What needs to be done = Copy word for word the section of the Cruze alignment thread starting at "Contact your dealer" and ending at "My Original Droid.".

Passage given =
%%
# '12 Cruze LS front alignment issue



## Blue12Cruze (Jun 30, 2013)

Hey, everyone! I've had my '12 Cruze LS for about 1 1/2 months now, have about 2,400 miles on it, and, just recently discovered that, when I hold the steering wheel straight, I noticed the car will move to the right. The alignment on a new car should not be going to the right when the wheel is straight. Anyone else have this issue after getting your Cruze? Would any correction be covered under warranty?


----------



## H3LLON3ARTH (Dec 16, 2011)

Blue12Cruze said:


> Hey, everyone! I've had my '12 Cruze LS for about 1 1/2 months now, have about 2,400 miles on it, and, just recently discovered that, when I hold the steering wheel straight, I noticed the car will move to the right. The alignment on a new car should not be going to the right when the wheel is straight. Anyone else have this issue after getting your Cruze? Would any correction be covered under warranty?


Contact your dealer the warranty for factory alignment is short. But its just a toe problem probably it will be like $60 if its not covered under warranty.

Sent From An Antique,
My Original Droid.


----------



## obermd (Mar 3, 2012)

How quickly does it go right. Many cars, including the Cruze, will drift to the right over a few hundred yards. This is to assist in preventing head-on offset crashes on two lane roads. If it's faster than this it should definitely be looked at. At the age of your car this should be a warranty job depending on the number of miles driven.


----------
%%
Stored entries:
%%
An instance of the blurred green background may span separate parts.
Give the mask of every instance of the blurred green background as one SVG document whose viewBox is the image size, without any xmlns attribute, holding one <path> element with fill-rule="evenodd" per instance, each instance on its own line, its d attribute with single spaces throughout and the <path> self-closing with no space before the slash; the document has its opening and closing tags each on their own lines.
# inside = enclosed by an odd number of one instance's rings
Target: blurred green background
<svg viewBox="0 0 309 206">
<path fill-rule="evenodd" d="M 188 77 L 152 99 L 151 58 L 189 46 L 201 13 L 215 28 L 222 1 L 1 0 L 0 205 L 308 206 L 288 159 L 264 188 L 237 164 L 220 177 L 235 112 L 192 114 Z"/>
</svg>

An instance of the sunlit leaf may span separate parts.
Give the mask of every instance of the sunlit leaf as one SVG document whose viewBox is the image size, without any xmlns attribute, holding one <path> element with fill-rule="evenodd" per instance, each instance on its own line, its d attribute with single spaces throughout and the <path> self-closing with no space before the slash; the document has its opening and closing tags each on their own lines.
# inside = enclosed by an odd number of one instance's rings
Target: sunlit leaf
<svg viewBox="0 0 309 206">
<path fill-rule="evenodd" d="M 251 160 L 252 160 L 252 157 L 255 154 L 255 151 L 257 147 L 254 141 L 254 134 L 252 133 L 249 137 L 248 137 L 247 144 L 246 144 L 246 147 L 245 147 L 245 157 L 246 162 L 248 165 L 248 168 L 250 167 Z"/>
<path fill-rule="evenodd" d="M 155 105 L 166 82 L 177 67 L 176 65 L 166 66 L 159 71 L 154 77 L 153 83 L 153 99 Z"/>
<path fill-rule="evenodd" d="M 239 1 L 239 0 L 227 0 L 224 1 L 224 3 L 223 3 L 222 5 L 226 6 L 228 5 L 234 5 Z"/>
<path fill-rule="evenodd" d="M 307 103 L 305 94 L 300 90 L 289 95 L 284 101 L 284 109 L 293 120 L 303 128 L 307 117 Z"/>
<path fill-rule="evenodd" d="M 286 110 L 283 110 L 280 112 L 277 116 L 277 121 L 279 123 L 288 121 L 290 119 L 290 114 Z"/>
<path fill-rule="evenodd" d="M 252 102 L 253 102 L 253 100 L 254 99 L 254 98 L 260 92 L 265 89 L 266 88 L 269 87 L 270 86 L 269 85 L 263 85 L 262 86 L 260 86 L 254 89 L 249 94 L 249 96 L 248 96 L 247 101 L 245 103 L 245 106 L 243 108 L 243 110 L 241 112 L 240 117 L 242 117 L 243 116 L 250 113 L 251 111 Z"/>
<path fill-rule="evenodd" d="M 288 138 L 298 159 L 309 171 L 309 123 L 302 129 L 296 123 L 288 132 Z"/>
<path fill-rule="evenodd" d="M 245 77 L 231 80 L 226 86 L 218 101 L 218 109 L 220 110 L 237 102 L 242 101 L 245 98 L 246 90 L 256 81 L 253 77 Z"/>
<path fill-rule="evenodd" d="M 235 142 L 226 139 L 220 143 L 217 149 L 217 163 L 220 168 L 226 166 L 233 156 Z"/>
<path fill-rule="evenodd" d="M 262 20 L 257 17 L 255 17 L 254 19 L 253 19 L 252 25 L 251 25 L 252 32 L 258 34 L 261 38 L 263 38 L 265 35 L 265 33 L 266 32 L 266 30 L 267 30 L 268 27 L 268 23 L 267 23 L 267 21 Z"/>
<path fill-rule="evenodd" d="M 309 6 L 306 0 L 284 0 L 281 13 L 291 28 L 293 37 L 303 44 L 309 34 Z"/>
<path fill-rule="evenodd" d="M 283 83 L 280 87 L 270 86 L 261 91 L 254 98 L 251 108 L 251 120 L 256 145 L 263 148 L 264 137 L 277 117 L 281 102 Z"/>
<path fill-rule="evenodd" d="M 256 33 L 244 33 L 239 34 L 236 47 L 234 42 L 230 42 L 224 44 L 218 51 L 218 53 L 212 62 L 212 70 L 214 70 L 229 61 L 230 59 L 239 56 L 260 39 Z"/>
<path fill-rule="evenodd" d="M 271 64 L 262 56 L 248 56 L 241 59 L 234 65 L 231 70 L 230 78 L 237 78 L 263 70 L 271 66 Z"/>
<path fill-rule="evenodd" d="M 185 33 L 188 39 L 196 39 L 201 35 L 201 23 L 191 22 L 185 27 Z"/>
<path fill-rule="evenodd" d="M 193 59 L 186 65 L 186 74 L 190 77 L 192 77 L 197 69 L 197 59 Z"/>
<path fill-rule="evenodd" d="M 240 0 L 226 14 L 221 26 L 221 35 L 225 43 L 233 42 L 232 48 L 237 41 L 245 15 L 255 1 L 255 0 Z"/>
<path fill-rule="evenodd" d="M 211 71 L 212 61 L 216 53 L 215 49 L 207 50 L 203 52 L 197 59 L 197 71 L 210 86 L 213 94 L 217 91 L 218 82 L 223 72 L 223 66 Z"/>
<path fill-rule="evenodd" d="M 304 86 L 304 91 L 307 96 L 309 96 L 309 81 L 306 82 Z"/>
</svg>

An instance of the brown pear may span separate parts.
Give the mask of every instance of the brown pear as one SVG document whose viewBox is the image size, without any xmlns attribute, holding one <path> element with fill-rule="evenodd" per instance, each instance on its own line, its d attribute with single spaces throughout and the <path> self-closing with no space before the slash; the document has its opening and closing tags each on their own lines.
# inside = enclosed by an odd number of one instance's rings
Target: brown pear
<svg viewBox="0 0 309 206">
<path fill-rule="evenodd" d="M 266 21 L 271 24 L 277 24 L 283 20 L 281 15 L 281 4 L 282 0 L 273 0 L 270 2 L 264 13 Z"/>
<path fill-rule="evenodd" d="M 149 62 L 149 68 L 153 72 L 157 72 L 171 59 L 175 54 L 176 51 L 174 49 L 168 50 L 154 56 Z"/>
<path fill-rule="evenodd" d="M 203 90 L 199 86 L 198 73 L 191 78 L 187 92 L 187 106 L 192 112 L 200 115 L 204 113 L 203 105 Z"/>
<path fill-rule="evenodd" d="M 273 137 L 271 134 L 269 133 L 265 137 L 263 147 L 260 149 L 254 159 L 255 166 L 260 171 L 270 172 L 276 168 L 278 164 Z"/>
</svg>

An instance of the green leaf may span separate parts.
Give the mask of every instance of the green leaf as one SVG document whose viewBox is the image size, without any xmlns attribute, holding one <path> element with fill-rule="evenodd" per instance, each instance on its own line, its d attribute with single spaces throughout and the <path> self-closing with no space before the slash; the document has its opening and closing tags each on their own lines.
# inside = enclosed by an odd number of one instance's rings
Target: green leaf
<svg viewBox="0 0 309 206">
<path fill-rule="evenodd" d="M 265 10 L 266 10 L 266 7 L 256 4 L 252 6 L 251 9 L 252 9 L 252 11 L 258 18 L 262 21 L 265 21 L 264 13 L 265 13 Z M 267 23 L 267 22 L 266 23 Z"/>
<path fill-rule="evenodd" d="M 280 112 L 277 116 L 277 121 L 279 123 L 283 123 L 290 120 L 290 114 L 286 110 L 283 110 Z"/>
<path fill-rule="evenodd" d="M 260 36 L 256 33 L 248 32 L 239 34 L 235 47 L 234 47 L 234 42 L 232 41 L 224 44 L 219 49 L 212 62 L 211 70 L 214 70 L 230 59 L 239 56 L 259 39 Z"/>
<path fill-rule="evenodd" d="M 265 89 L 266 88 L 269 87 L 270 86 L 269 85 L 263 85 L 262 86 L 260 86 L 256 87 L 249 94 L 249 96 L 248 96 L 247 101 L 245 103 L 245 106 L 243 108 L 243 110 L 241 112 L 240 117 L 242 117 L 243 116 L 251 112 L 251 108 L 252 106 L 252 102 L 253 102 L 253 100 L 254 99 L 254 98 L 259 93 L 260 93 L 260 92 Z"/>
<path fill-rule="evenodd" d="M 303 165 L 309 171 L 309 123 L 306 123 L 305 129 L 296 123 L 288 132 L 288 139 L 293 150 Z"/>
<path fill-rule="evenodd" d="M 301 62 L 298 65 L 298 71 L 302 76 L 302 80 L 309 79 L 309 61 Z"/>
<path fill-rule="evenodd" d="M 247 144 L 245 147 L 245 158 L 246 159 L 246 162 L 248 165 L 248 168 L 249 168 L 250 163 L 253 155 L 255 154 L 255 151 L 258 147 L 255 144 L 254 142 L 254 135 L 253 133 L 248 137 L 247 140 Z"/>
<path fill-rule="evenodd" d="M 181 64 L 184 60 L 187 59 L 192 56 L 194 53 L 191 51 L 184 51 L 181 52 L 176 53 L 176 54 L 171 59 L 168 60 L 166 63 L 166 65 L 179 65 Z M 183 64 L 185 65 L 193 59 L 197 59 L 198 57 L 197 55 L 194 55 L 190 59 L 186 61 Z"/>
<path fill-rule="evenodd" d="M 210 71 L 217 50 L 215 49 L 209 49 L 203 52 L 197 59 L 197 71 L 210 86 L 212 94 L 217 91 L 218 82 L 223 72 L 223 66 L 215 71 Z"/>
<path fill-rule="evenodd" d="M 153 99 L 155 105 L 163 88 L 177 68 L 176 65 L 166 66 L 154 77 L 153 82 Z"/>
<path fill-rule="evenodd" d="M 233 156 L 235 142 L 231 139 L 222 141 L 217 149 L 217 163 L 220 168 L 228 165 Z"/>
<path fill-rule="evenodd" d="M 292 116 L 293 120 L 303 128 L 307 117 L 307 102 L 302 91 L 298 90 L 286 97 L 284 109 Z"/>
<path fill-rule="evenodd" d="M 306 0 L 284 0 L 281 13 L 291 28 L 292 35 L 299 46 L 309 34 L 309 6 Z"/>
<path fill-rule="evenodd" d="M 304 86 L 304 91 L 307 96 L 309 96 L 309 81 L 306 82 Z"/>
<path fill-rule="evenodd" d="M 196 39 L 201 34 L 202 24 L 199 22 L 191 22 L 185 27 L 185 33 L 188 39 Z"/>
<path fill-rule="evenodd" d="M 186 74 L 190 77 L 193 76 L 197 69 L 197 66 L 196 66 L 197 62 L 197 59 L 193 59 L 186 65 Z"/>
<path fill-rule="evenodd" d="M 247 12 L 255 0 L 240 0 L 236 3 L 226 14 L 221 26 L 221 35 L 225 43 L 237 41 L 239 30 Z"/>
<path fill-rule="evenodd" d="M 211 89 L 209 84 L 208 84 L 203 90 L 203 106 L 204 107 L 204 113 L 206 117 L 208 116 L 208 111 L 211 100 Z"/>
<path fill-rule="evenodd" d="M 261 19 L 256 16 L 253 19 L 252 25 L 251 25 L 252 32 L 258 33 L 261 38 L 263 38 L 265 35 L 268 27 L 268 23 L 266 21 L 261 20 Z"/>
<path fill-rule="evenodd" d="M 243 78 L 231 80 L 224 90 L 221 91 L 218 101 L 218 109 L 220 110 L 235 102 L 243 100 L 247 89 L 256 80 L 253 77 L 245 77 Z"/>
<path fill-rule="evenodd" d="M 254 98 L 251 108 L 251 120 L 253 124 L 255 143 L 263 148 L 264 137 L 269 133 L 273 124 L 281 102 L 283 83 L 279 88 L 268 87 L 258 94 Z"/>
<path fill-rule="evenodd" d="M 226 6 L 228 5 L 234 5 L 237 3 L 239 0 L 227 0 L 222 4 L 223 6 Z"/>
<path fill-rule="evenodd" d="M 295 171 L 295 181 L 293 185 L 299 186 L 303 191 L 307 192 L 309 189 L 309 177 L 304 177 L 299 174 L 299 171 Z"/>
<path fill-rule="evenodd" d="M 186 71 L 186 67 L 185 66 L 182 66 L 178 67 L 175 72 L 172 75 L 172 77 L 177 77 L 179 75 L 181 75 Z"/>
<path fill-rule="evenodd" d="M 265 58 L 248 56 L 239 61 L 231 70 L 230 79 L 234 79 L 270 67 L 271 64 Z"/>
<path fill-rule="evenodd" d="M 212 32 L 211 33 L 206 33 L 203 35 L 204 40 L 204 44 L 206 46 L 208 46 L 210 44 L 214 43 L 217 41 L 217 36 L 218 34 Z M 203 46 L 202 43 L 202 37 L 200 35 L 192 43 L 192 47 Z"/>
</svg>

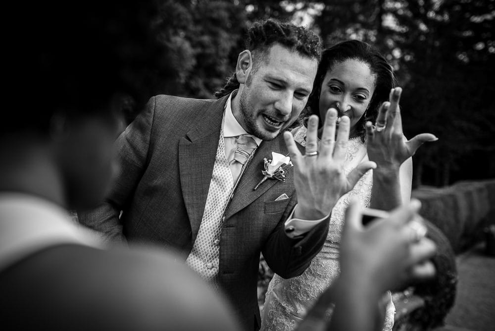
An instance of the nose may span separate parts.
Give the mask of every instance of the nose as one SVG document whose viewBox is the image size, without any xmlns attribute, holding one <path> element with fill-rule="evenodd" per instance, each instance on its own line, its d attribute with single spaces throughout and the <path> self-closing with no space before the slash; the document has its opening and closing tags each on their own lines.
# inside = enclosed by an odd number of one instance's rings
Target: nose
<svg viewBox="0 0 495 331">
<path fill-rule="evenodd" d="M 335 107 L 339 112 L 342 113 L 346 112 L 352 108 L 350 102 L 346 98 L 343 98 L 342 100 L 335 103 Z"/>
<path fill-rule="evenodd" d="M 286 116 L 292 112 L 292 98 L 291 93 L 283 93 L 275 102 L 274 106 L 281 115 Z"/>
</svg>

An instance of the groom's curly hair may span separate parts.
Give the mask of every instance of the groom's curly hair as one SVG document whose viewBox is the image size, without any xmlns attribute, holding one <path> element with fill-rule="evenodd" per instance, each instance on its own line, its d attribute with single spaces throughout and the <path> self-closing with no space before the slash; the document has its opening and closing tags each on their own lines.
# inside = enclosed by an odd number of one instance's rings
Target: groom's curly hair
<svg viewBox="0 0 495 331">
<path fill-rule="evenodd" d="M 282 22 L 273 19 L 254 22 L 248 30 L 245 49 L 251 51 L 253 57 L 253 71 L 265 59 L 269 49 L 279 44 L 299 55 L 316 59 L 321 58 L 322 43 L 320 37 L 313 31 L 302 26 Z M 225 85 L 215 93 L 220 98 L 239 87 L 235 72 L 227 79 Z"/>
</svg>

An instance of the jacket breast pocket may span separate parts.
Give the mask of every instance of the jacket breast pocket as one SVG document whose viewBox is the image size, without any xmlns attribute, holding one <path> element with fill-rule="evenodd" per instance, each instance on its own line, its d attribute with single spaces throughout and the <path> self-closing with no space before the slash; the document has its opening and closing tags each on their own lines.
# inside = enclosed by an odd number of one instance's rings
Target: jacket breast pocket
<svg viewBox="0 0 495 331">
<path fill-rule="evenodd" d="M 289 198 L 276 201 L 265 202 L 265 214 L 283 213 L 287 208 L 287 205 L 290 201 L 291 198 Z"/>
</svg>

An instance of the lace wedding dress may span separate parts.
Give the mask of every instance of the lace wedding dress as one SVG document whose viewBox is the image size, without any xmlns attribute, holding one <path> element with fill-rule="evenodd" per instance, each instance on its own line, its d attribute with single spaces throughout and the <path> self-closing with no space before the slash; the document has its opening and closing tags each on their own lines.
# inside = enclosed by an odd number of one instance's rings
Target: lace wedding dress
<svg viewBox="0 0 495 331">
<path fill-rule="evenodd" d="M 306 128 L 302 126 L 295 131 L 295 140 L 305 146 Z M 348 173 L 367 159 L 366 145 L 360 138 L 350 139 L 346 157 L 345 172 Z M 372 171 L 370 170 L 366 172 L 354 188 L 337 202 L 332 211 L 328 233 L 323 247 L 302 275 L 288 279 L 276 274 L 274 276 L 268 285 L 265 298 L 262 315 L 262 331 L 295 330 L 316 298 L 338 276 L 339 244 L 349 198 L 357 196 L 363 206 L 369 206 L 373 186 Z M 331 316 L 332 311 L 332 308 L 329 307 L 327 318 Z M 395 313 L 395 307 L 391 300 L 387 308 L 383 330 L 392 330 Z M 349 318 L 352 318 L 351 316 L 349 315 Z"/>
</svg>

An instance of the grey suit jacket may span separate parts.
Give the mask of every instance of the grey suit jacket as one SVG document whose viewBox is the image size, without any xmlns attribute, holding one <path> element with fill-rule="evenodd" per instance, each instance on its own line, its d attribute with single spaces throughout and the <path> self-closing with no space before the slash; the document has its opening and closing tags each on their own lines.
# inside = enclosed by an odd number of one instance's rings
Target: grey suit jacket
<svg viewBox="0 0 495 331">
<path fill-rule="evenodd" d="M 120 171 L 106 202 L 80 213 L 80 221 L 111 238 L 123 234 L 129 242 L 177 250 L 185 260 L 203 215 L 226 100 L 152 98 L 117 140 Z M 281 136 L 256 150 L 227 207 L 220 239 L 218 281 L 249 330 L 259 326 L 260 252 L 282 277 L 298 276 L 328 229 L 327 220 L 302 237 L 286 235 L 284 222 L 297 201 L 293 168 L 285 182 L 269 179 L 253 190 L 272 152 L 287 154 Z M 283 193 L 290 198 L 275 201 Z"/>
</svg>

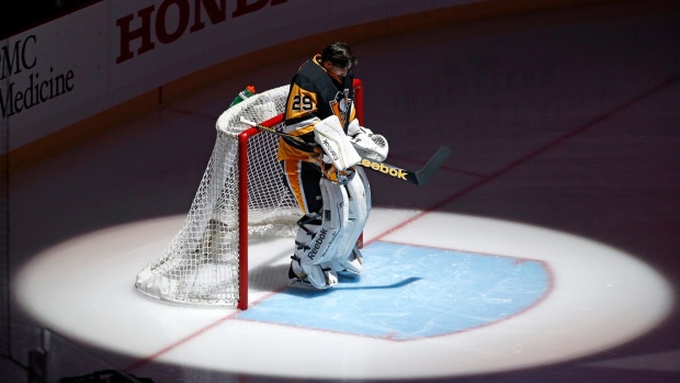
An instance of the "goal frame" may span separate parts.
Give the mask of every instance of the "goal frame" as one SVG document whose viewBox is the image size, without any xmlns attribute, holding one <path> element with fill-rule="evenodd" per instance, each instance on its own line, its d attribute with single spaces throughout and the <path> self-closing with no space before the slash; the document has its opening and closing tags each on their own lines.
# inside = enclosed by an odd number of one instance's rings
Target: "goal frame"
<svg viewBox="0 0 680 383">
<path fill-rule="evenodd" d="M 356 119 L 359 120 L 359 124 L 364 124 L 364 87 L 363 82 L 360 79 L 354 79 L 352 82 L 352 87 L 354 88 L 354 111 Z M 277 124 L 281 124 L 284 121 L 283 114 L 277 114 L 274 117 L 261 122 L 261 125 L 267 127 L 272 127 Z M 248 309 L 248 140 L 258 135 L 258 134 L 268 134 L 267 132 L 262 132 L 257 127 L 250 127 L 245 129 L 238 135 L 238 259 L 239 259 L 239 271 L 238 271 L 238 303 L 236 305 L 237 308 L 241 311 Z M 245 225 L 242 223 L 246 223 Z M 363 243 L 363 235 L 359 239 L 359 245 L 361 247 Z"/>
</svg>

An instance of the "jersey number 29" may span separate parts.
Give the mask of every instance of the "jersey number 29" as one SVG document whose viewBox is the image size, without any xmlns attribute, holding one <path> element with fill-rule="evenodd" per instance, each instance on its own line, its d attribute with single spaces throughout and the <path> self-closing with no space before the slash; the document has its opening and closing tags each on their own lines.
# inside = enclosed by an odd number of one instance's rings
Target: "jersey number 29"
<svg viewBox="0 0 680 383">
<path fill-rule="evenodd" d="M 293 105 L 291 109 L 293 109 L 294 111 L 310 112 L 314 110 L 314 101 L 309 95 L 296 94 L 295 97 L 293 97 Z"/>
</svg>

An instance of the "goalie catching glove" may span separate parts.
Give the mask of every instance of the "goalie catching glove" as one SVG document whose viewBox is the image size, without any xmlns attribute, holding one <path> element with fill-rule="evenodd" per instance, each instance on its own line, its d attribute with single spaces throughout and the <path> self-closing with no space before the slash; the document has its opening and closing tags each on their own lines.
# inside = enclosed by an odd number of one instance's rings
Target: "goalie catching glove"
<svg viewBox="0 0 680 383">
<path fill-rule="evenodd" d="M 374 162 L 383 162 L 387 158 L 389 151 L 387 139 L 379 134 L 373 134 L 370 128 L 360 126 L 356 119 L 350 122 L 347 134 L 361 158 Z"/>
</svg>

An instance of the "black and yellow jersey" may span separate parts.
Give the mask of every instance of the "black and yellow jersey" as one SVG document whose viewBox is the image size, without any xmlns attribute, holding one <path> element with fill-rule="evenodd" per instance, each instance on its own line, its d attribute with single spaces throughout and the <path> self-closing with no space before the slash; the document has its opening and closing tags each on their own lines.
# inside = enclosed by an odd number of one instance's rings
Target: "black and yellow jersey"
<svg viewBox="0 0 680 383">
<path fill-rule="evenodd" d="M 284 115 L 285 132 L 310 144 L 314 144 L 314 125 L 319 121 L 335 114 L 344 125 L 347 100 L 350 94 L 349 89 L 343 88 L 342 80 L 326 71 L 319 61 L 320 55 L 316 55 L 303 64 L 293 77 Z M 354 115 L 352 108 L 350 121 Z M 281 138 L 277 158 L 315 161 L 316 153 L 309 146 Z"/>
</svg>

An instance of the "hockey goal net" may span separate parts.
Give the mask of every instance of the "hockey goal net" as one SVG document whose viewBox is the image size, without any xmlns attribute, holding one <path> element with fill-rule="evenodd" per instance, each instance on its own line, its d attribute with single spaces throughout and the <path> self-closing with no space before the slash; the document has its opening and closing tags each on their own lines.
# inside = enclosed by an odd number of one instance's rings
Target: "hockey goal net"
<svg viewBox="0 0 680 383">
<path fill-rule="evenodd" d="M 358 117 L 361 81 L 354 80 Z M 279 136 L 241 117 L 283 129 L 288 86 L 227 109 L 183 227 L 138 274 L 143 294 L 182 305 L 248 307 L 248 238 L 295 236 L 302 213 L 276 161 Z M 293 251 L 291 241 L 291 252 Z"/>
</svg>

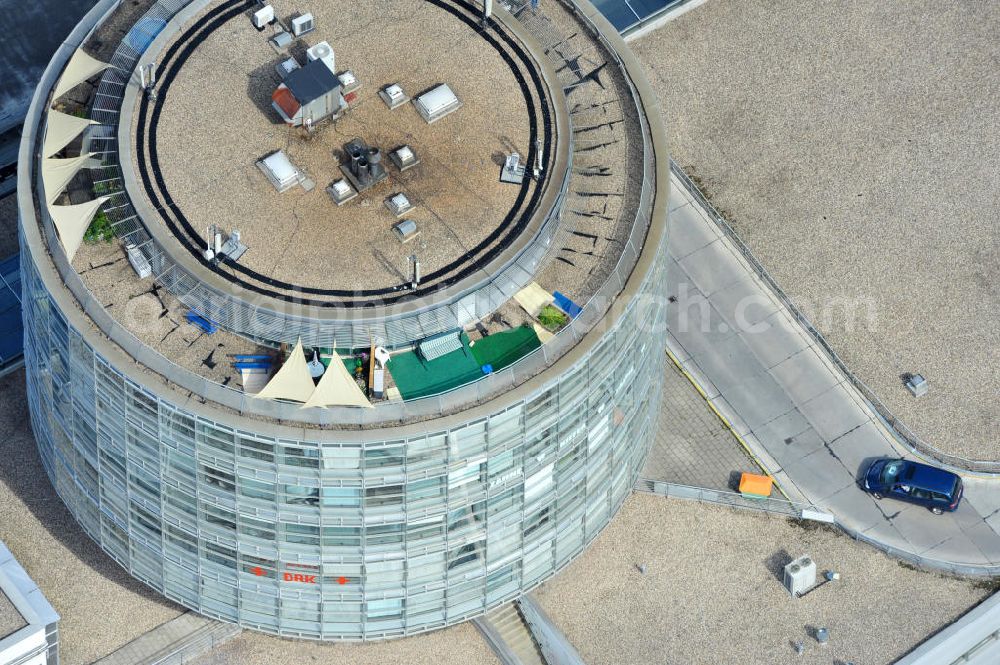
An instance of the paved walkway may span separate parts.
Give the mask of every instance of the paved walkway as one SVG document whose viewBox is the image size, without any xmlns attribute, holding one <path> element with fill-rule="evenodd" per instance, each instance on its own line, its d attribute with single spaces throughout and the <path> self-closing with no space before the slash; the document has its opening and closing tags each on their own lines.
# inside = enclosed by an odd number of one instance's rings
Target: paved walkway
<svg viewBox="0 0 1000 665">
<path fill-rule="evenodd" d="M 936 516 L 856 485 L 867 460 L 910 457 L 787 314 L 709 214 L 672 179 L 669 349 L 793 500 L 905 558 L 1000 573 L 1000 480 L 966 477 Z"/>
<path fill-rule="evenodd" d="M 677 367 L 667 363 L 663 405 L 644 480 L 734 491 L 742 471 L 760 467 Z"/>
</svg>

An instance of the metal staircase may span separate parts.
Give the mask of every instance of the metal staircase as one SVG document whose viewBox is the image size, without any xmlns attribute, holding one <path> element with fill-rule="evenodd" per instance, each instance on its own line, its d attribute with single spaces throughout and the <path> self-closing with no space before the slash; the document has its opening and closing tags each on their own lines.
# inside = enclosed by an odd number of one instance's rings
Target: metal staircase
<svg viewBox="0 0 1000 665">
<path fill-rule="evenodd" d="M 475 624 L 504 665 L 548 665 L 516 603 L 498 607 Z"/>
</svg>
%%
Answer for this exercise =
Contact your dealer the warranty for factory alignment is short. But its just a toe problem probably it will be like $60 if its not covered under warranty.

Sent From An Antique,
My Original Droid.